▶ [EXTRACT PROVIDED]
I also see the error on x86 OCP 4.14 cluster with Java 21 but not with Java 17
@tam512 In another issue(performance related) you deployed Liberty+Semeru Cloud Compiler with Java 21 in OCP using yaml files. Did that experiment use encryption? If so, I would rather say it's an Operator issue rather than a JVM issue. Thanks
InstantOn app with Liberty Operator and Semeru Cloud Compiler was validated on OCP as part of this issue: OpenLiberty/open-liberty-operator#438 (comment)
I am not sure which Java version was used, but Liberty images with Java 21 weren't available then.
Liberty Operator generates the certificate and sets up the server and client the same way whether the app is InstantOn or not. The only difference is that the InstantOn app client gets the server details via the OPENJ9_RESTORE_JAVA_OPTIONS
env.
I'll suggest trying this scenario on OCP without Liberty Operator.

▶ [EXERCISE REQUIREMENTS]
1 > From the thread about the Java 21 error, restate word for word the passage that begins at the words "I also see the" and stops after the words "weren't available then.".
2 > In the thread about the Java 21 error, on what cluster was the error seen with Java 21 but not with Java 17?
Nothing in the records matters for this work.

▶ [MATERIAL SUPPLIED]
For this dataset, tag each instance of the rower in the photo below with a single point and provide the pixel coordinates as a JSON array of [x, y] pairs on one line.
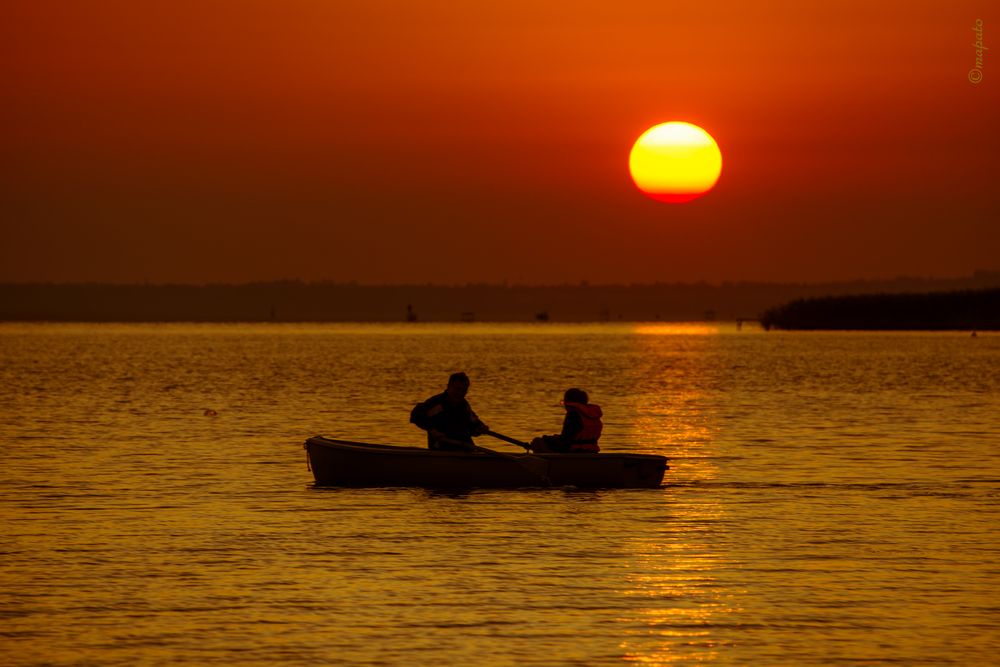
[[448, 418]]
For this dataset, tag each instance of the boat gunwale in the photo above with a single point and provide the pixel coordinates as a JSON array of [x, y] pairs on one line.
[[396, 450]]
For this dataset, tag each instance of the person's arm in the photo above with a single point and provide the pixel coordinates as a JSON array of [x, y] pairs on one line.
[[572, 425], [422, 414], [478, 426]]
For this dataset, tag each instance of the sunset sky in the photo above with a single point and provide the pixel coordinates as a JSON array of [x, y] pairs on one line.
[[414, 141]]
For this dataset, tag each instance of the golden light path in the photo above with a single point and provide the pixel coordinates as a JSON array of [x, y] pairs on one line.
[[675, 162]]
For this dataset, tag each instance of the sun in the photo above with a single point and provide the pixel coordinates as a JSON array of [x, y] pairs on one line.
[[675, 162]]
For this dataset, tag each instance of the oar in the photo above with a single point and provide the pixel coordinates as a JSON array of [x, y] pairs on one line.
[[507, 438], [536, 465]]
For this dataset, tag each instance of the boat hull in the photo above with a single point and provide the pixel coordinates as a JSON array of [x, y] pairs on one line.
[[346, 463]]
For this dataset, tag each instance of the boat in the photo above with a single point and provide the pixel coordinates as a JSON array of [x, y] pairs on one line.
[[359, 464]]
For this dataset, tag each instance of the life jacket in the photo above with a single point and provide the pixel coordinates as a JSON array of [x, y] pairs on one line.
[[586, 439]]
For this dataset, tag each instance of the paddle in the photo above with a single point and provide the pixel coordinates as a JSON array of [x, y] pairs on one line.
[[536, 465], [507, 438]]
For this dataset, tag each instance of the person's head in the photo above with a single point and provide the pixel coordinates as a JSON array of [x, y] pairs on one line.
[[575, 395], [458, 386]]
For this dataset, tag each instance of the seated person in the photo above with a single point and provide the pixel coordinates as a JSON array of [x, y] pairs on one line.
[[581, 428], [448, 418]]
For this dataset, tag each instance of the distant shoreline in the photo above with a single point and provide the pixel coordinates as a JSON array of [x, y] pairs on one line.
[[293, 301], [931, 311]]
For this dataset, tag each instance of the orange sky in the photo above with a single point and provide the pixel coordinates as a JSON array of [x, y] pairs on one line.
[[402, 141]]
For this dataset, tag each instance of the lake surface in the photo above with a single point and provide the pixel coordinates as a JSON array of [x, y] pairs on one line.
[[832, 498]]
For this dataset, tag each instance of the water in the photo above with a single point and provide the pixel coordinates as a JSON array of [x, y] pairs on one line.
[[831, 498]]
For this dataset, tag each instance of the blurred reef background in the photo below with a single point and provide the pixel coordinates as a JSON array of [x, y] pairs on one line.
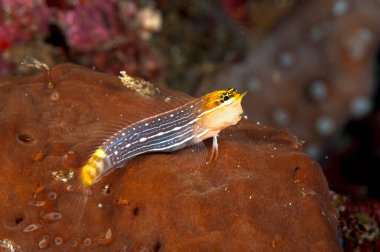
[[310, 67]]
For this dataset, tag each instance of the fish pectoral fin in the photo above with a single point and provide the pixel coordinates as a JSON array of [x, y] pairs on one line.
[[214, 151]]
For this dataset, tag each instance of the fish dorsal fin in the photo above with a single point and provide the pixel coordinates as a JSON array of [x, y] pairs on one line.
[[150, 101]]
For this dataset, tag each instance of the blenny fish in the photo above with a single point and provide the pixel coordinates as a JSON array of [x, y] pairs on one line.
[[188, 124]]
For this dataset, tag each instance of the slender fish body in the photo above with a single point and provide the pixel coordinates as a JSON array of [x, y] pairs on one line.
[[185, 125], [188, 124]]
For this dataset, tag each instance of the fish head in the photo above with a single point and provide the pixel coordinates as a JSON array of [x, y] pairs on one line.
[[221, 109]]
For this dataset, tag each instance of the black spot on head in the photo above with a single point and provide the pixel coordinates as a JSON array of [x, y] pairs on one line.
[[19, 219]]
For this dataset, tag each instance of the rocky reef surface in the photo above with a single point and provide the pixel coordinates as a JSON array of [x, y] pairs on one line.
[[262, 193]]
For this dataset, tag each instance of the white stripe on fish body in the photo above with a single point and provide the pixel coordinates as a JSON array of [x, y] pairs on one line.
[[169, 131]]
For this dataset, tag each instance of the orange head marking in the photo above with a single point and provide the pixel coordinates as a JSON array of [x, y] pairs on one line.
[[222, 109]]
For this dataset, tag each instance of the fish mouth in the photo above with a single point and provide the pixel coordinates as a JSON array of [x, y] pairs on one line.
[[240, 96]]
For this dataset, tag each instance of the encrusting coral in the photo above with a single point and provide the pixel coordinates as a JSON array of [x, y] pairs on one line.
[[261, 193]]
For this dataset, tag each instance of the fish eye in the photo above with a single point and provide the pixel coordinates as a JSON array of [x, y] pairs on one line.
[[225, 96]]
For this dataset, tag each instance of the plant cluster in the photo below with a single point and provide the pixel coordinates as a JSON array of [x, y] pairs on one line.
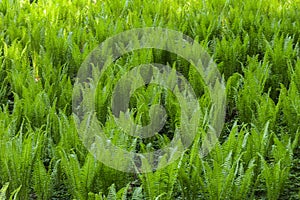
[[256, 47]]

▶ [TASK-BY-TASK RESULTS]
1 >
I also see the error on x86 OCP 4.14 cluster with Java 21 but not with Java 17
@tam512 In another issue(performance related) you deployed Liberty+Semeru Cloud Compiler with Java 21 in OCP using yaml files. Did that experiment use encryption? If so, I would rather say it's an Operator issue rather than a JVM issue. Thanks
InstantOn app with Liberty Operator and Semeru Cloud Compiler was validated on OCP as part of this issue: OpenLiberty/open-liberty-operator#438 (comment)
I am not sure which Java version was used, but Liberty images with Java 21 weren't available then.

2 > An x86 OCP 4.14 cluster.